### Texte choisi:

========================================

Le changement climatique n’est pas seulement la plus grande urgence environnementale de notre temps, c’est aussi une crise des droits humains sans précédent.

Il en menace un large éventail, y compris les droits à l’eau, à la santé et à la vie elle-même. La crise climatique exacerbe les inégalités structurelles et la discrimination. C’est pourquoi l’économie mondiale doit s’affranchir des énergies fossiles et s’orienter vers des sources d’énergie renouvelable.

Mais cette transition risque également de porter préjudice aux droits humains et à l’environnement, car elle repose sur une très forte augmentation de l’extraction de métaux et de minerais. Si les entreprises minières et leurs clients poursuivent leurs pratiques, cela pourrait aggraver les atteintes aux droits humains des populations en première ligne, notamment les populations autochtones, et entraver la voie vers un avenir durable et juste.

Il est temps d’agir pour assurer une transition énergétique véritablement propre et verte, axée sur le respect des droits humains.

Le changement climatique est la plus grande urgence environnementale de notre époque. C’est également une crise des droits humains sans précédent qui entrave nos droits à l’eau, à la santé et même à la vie.

Qu’est-ce que la transition énergétique ?

Les industries et les gouvernements prennent déjà des mesures pour se tourner vers les énergies renouvelables.

Au cœur de ce changement figure un désengagement des énergies fossiles et une augmentation massive du recours aux batteries rechargeables pour alimenter les véhicules électriques et aux unités de stockage d’énergie renouvelable.

Le cobalt, le cuivre, le nickel et le lithium sont des composants essentiels des batteries de voitures et bus électriques.

Ces batteries servent également largement au fonctionnement des appareils électroniques portables, comme les téléphones mobiles, les ordinateurs portables, les appareils photo et les outils électriques.

========================================

### Lignes extraites:
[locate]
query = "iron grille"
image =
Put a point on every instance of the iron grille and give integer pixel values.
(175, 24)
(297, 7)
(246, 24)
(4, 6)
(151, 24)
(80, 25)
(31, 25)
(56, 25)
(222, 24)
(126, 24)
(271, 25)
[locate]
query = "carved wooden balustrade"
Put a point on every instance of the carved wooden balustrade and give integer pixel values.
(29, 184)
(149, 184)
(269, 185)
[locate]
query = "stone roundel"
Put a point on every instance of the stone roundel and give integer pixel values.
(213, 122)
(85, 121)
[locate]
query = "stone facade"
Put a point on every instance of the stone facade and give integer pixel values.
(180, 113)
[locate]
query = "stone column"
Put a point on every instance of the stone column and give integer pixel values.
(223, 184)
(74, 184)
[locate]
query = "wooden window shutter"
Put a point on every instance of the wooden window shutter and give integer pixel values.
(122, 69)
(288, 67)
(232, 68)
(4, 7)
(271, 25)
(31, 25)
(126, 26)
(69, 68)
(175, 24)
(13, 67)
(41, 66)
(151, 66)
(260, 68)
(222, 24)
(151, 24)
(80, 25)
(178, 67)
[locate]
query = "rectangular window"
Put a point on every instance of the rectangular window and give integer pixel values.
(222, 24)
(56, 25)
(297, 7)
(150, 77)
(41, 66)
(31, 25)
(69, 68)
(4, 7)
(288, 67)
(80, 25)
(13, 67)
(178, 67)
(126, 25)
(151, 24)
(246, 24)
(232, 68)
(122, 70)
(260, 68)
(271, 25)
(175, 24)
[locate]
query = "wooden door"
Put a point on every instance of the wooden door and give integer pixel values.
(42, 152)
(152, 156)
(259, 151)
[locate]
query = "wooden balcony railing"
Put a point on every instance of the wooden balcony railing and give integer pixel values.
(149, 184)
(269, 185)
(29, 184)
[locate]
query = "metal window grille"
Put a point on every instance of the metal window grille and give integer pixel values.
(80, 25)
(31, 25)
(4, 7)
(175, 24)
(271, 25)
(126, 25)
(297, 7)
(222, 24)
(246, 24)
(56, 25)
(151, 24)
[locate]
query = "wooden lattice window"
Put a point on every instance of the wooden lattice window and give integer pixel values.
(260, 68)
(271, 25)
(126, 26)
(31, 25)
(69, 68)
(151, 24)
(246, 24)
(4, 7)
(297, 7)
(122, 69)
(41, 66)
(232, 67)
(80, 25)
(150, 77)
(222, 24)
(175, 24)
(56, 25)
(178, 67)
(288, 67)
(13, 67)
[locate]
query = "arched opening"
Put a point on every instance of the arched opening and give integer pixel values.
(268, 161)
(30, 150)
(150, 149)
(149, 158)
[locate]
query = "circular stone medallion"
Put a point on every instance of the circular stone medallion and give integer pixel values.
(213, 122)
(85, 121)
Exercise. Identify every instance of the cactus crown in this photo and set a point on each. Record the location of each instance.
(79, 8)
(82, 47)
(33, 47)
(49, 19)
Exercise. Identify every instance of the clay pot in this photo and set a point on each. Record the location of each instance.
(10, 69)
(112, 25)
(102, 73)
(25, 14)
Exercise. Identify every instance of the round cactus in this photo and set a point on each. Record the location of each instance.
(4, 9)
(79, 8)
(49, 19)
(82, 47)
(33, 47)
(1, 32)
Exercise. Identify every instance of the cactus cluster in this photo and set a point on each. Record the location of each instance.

========================================

### Consignes:
(A) Relevez, dans le texte sur la transition énergétique, tous les métaux présentés comme composants essentiels des batteries de voitures et bus électriques.
(B) Prolongez le texte sur la transition énergétique en reprenant après sa dernière phrase.

### Réponses aux exercices:
(A) Le cobalt, le cuivre, le nickel et le lithium.

(B)
D’ici 2030, pour répondre à la demande, le monde aura probablement besoin d’au moins deux fois plus de nickel, huit fois plus de manganèse et dix fois plus de cobalt et de lithium que les quantités actuellement produites.

Cependant, les recherches d’Amnesty International montrent que l’extraction de ces matières premières menace les droits humains.

Les États, les entreprises, les investisseurs et les consommateurs ont l’occasion de s’engager pour une transition vers les énergies renouvelables qui protège et respecte véritablement les droits humains et l’environnement.

La production de batteries nécessite des ressources naturelles comme le cobalt, le cuivre, le nickel et le lithium. Souvent, l’extraction de ces matières premières menace les droits humains.
Modules de batteries au lithium exportés vers les marchés européen et américain, à Nantong, dans la province du Jiangsu, en Chine.

Comment la transition énergétique affecte-t-elle les droits humains ?

Les batteries au lithium qui alimentent nos appareils électroniques et nos voitures contiennent des minerais comme le lithium, le cobalt et le nickel. Actuellement, leur fabrication est loin d’être éthiquement « propre » ou « verte » comme elle devrait l’être.

Par exemple, les nombreuses années de pratiques industrielles mal réglementées ont eu des conséquences néfastes pour les populations d’Amérique du Sud, d’Afrique de l’Est et d’Afrique australe.

En République démocratique du Congo, des personnes sont expulsées de force de leur domicile et de leurs terres agricoles pour laisser la place à l’expansion des mines industrielles de cobalt et de cuivre. Des enfants âgés de seulement sept ans sont forcés à creuser à la recherche de minerais dans des mines artisanales, tandis que les bas salaires et les conditions dangereuses sont la norme.

Dans le Salar d’Atacama, une zone qui s’étend sur le Chili, l’Argentine et la Bolivie, l’extraction de lithium et de cuivre risque de porter atteinte aux droits des populations autochtones et de compromettre leurs ressources en eau et les écosystèmes fragiles dont elles dépendent pour assurer leurs moyens de subsistance, leurs cultures et leur droit à l’auto-détermination.

À travers le monde, la mauvaise réflexion quant à la conception et au fonctionnement des sites et à la gestion des déchets des mines industrielles a entraîné une pollution et des préjudices sanitaires, et aucune responsabilité n’a été prise pour le nettoyage et la réparation des dommages. Parallèlement, la course aux sources de minerais pour les batteries par l’exploitation des gisements présents dans le plancher océanique (exploitation minière en haute mer) représente un grave risque irréversible pour l’écosystème des profondeurs et les moyens de subsistance des populations du littoral.

La crise climatique s’accélère et la transition énergétique est urgente, mais la lutte contre le changement climatique ne doit pas se faire au détriment des droits humains.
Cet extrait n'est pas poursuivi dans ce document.